Direction A | According to the news report on the investigation of David Ruffley, why did Michael Gove intervene and open an inquiry into the MP?
Direction B | Locate every line in the rows that contains the word "fern", and copy each such line out in full.
— Start Quoted text —
Michael Gove has launched a probe into Bury St Edmunds MP David Ruffley, after he was issued with a domestic assault caution earlier this year.

David Ruffley MP is under investigation by the Conservative party after receiving a caution for domestic assault earlier this year.

Michael Gove, the Government chief whip, launched an inquiry into the MP for Bury St Edmunds after his constituency Police and Crime Commissioner and a prominent member of the local clergy complained.

Ruffley accepted a police caution for common assault after an incident involving his former partner four  months ago.

His local Conservative Association brought forward a meeting to review the scandal from September to next week and could decide to initiate formal de-selection proceedings at a later date.

Growing public outrage has forced Gove's hand to intervene in a bid to stem damage to the party. He is expected to approach Ruffley personally to ascertain details of the incident.

The Dean of St Edmundsbury Cathedral wrote personally to Ruffley, copying her letter to Gove, Lord Tebbit and senior local Tories.
— End Quoted text —
— Start Information shown —
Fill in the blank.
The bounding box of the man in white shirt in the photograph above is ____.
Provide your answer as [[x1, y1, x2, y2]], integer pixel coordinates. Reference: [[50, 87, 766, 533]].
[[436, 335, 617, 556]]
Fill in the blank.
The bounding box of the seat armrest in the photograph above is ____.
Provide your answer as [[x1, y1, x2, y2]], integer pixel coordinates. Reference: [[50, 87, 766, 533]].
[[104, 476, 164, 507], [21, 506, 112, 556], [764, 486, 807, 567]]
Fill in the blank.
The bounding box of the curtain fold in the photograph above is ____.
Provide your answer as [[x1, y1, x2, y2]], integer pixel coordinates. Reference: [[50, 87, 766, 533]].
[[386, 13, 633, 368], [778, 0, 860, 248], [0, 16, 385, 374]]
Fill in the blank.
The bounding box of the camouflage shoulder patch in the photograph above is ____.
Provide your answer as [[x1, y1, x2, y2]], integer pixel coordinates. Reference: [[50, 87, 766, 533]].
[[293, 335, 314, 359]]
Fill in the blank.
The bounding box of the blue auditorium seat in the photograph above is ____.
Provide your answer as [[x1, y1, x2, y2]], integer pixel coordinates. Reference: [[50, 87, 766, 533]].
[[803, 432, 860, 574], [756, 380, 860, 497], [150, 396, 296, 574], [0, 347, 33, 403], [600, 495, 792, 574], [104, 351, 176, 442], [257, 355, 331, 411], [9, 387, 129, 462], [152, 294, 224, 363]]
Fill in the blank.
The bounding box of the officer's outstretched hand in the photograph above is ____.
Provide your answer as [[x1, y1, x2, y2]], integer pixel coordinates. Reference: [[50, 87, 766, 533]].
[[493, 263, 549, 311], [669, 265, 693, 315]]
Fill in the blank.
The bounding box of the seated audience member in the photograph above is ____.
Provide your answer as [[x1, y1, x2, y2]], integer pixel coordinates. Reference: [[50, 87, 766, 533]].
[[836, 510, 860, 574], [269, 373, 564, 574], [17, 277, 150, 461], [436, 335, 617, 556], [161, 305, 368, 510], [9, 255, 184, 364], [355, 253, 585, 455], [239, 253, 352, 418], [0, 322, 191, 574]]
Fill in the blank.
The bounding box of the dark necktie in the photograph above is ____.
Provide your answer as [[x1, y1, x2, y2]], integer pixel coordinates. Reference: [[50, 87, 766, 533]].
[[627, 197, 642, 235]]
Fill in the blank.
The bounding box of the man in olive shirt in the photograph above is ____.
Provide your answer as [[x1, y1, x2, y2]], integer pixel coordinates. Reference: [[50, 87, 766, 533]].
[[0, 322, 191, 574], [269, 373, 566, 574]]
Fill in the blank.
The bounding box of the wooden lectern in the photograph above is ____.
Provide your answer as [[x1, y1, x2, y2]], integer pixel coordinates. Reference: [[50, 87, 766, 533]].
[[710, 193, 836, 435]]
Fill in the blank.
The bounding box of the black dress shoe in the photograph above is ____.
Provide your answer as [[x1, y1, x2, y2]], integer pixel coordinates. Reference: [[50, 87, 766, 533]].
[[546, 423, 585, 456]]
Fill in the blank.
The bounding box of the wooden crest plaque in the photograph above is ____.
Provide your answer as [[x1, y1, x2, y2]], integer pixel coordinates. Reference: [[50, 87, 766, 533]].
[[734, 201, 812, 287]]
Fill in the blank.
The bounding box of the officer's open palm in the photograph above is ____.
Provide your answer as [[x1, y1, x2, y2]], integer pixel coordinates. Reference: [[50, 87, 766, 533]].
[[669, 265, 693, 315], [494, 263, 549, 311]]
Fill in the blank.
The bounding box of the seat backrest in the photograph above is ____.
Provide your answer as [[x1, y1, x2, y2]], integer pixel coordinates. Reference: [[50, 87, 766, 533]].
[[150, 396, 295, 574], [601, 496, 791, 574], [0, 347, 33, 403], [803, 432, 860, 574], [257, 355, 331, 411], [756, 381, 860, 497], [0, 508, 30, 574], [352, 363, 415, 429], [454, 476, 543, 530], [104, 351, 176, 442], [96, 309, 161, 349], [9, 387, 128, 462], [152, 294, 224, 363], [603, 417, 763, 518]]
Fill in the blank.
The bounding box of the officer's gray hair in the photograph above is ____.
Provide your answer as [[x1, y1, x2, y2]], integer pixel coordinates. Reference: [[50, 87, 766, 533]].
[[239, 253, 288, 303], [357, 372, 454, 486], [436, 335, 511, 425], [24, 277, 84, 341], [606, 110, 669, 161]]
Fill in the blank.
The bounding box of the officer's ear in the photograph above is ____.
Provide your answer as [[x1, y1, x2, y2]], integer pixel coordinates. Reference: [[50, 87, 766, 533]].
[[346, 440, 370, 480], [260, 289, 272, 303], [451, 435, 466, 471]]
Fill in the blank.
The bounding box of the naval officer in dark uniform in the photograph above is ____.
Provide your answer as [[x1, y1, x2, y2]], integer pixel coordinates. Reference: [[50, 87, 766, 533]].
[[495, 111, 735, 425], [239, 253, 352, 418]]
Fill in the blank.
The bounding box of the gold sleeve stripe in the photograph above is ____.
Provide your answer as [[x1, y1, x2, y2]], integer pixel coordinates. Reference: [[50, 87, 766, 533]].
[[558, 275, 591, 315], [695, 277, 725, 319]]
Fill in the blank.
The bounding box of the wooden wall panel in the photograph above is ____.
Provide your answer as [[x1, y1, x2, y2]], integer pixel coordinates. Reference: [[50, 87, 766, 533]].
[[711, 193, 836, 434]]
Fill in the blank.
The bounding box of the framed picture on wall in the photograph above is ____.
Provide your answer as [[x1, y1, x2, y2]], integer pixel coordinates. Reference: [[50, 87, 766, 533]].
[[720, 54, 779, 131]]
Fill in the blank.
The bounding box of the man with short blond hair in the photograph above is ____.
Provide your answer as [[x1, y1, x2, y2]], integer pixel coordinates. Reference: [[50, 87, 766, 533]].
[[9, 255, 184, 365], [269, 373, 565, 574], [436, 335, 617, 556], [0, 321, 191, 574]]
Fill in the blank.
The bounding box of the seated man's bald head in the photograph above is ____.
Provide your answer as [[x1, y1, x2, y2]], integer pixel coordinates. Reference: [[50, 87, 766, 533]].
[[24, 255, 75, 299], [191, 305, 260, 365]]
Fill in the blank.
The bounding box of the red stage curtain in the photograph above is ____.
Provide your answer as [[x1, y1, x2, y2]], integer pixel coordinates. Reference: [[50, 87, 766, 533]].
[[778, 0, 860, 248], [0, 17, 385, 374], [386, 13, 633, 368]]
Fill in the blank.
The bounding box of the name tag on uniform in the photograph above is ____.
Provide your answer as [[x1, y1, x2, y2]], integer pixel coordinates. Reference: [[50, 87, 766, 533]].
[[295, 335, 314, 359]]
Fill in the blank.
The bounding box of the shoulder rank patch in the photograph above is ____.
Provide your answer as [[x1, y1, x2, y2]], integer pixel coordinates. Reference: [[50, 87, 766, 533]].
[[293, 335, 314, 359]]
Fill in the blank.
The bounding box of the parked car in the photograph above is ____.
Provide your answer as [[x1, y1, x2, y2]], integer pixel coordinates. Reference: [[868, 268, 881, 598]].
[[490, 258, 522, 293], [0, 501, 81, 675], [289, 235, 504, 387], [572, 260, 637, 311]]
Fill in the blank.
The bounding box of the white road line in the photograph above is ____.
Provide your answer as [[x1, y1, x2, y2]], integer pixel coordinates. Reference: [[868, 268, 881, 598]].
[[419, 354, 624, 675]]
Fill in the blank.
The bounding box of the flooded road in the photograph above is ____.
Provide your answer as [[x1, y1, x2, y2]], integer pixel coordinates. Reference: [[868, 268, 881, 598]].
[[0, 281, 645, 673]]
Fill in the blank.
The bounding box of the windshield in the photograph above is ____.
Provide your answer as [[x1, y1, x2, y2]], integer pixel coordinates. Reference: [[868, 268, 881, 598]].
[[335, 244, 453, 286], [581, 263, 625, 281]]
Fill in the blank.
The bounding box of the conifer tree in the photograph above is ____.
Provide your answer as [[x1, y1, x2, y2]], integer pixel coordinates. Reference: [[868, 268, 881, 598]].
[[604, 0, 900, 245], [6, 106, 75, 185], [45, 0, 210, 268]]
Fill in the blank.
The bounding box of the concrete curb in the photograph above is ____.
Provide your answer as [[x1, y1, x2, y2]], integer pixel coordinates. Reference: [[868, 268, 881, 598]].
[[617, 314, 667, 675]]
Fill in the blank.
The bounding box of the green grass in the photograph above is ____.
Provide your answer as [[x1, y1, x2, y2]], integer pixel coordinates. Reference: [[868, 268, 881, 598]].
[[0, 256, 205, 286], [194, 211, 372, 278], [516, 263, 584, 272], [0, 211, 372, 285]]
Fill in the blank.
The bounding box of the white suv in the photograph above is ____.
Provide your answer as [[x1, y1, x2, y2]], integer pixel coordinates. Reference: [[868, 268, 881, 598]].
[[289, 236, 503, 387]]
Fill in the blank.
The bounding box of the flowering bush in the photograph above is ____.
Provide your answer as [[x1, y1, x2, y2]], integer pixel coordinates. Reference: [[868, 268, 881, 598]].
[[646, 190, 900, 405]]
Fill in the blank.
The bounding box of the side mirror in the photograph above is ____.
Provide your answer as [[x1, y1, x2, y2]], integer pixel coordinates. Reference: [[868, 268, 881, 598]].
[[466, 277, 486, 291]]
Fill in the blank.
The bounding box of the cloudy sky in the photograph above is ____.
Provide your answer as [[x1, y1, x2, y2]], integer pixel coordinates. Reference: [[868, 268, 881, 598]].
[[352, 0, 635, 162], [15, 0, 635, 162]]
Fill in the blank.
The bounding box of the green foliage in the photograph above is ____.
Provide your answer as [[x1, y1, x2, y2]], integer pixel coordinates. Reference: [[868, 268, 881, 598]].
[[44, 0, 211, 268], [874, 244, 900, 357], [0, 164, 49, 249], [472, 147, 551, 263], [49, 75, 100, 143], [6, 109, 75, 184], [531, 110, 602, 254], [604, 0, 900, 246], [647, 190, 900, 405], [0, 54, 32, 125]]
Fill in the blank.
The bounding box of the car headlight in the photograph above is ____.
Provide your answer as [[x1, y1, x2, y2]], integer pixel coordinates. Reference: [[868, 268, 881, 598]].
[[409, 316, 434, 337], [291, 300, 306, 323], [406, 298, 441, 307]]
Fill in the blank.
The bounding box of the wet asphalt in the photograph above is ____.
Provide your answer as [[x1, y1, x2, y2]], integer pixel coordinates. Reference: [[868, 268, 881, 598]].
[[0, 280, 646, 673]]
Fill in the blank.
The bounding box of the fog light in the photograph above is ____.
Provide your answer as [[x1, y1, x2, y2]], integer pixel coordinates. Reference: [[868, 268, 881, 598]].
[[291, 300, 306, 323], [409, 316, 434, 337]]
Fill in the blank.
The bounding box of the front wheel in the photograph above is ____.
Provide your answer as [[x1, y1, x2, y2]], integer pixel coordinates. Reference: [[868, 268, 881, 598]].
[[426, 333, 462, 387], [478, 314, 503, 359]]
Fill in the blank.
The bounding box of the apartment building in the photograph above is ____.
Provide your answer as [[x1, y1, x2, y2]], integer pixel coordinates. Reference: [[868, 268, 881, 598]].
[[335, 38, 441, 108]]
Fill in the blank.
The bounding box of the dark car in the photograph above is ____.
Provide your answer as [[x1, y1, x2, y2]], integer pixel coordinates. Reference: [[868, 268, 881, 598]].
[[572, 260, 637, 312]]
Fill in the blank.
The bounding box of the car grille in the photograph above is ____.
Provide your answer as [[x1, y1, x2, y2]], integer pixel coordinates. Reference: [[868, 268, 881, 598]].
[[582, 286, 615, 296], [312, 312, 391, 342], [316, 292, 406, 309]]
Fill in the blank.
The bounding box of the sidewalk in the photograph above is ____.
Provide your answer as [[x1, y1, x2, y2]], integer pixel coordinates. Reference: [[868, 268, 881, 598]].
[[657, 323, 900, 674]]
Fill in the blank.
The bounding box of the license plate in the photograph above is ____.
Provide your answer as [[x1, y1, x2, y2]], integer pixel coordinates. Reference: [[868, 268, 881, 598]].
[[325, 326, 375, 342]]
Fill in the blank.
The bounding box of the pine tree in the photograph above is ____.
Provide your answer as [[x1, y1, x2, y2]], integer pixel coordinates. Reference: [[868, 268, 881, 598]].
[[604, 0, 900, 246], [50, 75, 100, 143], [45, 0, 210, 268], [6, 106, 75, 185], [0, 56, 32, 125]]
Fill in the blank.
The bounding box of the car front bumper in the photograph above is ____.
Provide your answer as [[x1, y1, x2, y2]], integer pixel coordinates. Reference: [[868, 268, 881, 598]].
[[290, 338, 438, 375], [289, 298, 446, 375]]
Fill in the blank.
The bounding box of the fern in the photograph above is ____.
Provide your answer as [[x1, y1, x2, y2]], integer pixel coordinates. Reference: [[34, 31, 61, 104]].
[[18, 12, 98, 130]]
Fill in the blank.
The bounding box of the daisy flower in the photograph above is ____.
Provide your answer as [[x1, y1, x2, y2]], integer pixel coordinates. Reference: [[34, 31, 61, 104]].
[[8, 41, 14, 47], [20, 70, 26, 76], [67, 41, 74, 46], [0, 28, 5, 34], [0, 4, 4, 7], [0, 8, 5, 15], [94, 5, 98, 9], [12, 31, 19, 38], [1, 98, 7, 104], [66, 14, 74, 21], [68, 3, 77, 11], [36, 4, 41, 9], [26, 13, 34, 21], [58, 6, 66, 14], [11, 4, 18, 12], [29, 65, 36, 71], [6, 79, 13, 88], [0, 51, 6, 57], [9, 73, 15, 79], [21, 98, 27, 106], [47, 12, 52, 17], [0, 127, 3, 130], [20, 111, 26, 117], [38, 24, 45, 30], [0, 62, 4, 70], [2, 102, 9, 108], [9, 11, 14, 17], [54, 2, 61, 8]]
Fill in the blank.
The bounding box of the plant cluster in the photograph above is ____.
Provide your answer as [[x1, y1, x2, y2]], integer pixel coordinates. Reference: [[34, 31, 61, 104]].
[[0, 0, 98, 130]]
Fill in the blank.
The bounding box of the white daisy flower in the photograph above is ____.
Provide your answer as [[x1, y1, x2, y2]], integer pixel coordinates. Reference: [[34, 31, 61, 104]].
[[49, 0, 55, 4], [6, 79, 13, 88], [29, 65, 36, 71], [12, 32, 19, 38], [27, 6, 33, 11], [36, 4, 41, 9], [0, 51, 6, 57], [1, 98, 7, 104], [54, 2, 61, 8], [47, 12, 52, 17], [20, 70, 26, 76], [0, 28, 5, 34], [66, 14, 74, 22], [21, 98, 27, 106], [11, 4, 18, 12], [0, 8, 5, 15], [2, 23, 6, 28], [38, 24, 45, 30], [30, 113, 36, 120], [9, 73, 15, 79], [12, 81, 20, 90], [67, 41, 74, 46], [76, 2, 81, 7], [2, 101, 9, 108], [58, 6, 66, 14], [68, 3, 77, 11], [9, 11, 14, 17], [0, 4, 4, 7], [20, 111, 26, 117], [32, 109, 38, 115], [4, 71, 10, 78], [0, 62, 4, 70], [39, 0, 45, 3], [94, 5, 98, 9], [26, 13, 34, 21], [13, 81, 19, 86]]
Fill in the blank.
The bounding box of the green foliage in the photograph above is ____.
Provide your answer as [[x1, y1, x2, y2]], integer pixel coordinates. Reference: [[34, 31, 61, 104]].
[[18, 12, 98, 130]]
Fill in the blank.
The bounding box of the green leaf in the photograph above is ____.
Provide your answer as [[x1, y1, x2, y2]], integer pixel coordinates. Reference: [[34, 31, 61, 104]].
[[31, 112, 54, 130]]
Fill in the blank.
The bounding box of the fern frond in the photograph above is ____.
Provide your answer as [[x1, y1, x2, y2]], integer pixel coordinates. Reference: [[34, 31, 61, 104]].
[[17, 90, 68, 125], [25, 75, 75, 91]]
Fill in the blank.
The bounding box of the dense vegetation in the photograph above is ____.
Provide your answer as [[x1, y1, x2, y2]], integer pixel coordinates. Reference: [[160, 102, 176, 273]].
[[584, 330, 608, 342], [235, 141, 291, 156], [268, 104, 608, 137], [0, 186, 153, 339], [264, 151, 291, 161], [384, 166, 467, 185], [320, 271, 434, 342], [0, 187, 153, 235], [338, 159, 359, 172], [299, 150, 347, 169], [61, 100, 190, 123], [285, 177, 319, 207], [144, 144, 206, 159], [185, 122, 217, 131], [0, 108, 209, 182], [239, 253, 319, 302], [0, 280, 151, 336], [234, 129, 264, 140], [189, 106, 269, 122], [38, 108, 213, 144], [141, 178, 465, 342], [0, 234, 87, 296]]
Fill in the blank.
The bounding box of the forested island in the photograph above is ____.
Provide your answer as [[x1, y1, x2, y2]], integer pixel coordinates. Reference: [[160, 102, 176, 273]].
— End Information shown —
Correct result A | Gove launched the inquiry after the Police and Crime Commissioner for Ruffley's constituency and a prominent member of the local clergy complained. Growing public outrage also forced him to intervene to stem damage to the party.

Correct result B |
The bounding box of the fern in the photograph above is ____.
The bounding box of the fern frond in the photograph above is ____.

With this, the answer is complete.